Give the part of the listing that opens with the line containing "Target: industrial building" and closes with the line containing "(1281, 677)" as a numbered list, omitting any blank lines.
# START OF Supplied material
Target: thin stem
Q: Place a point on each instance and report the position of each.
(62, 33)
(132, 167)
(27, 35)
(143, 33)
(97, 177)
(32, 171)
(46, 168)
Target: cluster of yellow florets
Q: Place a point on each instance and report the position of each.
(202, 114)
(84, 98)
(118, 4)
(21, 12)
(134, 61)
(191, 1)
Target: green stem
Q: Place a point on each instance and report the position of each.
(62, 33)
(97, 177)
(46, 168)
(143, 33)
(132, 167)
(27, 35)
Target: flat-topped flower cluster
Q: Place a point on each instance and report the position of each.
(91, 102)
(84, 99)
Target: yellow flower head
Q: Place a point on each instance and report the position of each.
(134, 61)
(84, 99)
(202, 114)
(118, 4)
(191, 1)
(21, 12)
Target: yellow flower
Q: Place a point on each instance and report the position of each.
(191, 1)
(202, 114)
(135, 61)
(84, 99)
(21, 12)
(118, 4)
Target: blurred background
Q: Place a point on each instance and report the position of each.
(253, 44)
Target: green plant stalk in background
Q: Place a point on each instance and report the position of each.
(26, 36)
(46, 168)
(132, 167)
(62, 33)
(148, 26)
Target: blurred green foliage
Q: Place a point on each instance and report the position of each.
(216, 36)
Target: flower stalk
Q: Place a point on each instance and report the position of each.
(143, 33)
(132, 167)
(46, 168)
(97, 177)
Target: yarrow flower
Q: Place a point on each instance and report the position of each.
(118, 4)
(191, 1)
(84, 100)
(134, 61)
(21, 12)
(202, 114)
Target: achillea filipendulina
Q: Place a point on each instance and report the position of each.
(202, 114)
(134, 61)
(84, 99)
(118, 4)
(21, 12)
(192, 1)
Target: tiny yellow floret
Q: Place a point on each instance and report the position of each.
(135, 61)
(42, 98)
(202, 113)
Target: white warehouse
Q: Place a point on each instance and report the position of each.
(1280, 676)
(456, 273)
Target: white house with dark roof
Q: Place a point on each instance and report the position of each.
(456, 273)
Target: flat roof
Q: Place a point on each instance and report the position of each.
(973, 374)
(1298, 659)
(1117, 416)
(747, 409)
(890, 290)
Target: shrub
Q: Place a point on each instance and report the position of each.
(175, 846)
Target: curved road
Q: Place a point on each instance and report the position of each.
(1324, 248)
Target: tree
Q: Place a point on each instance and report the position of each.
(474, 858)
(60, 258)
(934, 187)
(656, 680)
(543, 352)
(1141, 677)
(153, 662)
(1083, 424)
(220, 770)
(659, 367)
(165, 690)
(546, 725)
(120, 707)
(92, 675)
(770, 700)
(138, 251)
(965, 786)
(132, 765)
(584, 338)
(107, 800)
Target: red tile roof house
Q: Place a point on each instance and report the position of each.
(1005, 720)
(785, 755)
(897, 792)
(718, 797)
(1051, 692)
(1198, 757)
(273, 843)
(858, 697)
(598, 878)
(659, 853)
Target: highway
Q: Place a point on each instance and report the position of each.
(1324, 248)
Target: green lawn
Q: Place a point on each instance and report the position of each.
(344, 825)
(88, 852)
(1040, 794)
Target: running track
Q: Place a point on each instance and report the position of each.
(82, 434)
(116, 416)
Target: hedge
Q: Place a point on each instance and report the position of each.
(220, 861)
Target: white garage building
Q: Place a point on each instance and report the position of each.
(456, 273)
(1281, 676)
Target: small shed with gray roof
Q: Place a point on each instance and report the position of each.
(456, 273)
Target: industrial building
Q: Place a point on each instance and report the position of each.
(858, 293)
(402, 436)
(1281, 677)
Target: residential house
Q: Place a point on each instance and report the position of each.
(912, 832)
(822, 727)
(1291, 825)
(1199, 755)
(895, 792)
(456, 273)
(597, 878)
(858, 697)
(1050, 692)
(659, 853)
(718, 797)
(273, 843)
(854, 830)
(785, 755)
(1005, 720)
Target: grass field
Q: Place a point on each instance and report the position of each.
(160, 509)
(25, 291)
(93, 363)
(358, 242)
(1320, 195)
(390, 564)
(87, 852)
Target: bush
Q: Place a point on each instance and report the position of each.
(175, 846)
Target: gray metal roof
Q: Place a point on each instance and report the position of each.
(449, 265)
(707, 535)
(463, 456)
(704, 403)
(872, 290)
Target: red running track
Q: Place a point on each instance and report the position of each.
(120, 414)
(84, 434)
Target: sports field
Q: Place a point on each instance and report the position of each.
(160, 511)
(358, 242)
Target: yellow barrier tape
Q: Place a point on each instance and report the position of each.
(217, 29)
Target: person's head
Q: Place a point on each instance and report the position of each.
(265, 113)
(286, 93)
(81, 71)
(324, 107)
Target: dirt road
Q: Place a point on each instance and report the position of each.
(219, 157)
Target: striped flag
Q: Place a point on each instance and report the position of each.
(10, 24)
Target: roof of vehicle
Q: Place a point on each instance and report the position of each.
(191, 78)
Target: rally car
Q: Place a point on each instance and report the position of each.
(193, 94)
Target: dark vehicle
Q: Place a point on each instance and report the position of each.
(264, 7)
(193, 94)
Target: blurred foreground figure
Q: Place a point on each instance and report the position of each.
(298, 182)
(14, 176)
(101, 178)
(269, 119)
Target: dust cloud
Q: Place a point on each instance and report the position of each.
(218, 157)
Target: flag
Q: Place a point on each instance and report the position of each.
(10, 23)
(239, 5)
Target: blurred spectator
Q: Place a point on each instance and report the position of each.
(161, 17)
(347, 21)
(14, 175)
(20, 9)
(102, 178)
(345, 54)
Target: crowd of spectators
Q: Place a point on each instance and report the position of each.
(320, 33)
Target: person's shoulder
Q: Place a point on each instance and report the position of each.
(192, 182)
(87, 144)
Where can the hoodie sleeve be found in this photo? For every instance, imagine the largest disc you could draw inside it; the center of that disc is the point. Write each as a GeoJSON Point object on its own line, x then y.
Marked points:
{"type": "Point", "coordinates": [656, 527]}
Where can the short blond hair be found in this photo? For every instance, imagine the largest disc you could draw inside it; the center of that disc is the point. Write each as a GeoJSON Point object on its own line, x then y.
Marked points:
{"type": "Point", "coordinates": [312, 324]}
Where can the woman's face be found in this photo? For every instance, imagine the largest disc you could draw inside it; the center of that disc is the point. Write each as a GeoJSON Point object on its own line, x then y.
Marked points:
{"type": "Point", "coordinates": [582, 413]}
# END OF Supplied material
Correct answer:
1. Target: industrial building
2. Q: Place a point on each instance and report the position of each.
3. (858, 293)
4. (402, 436)
5. (1281, 677)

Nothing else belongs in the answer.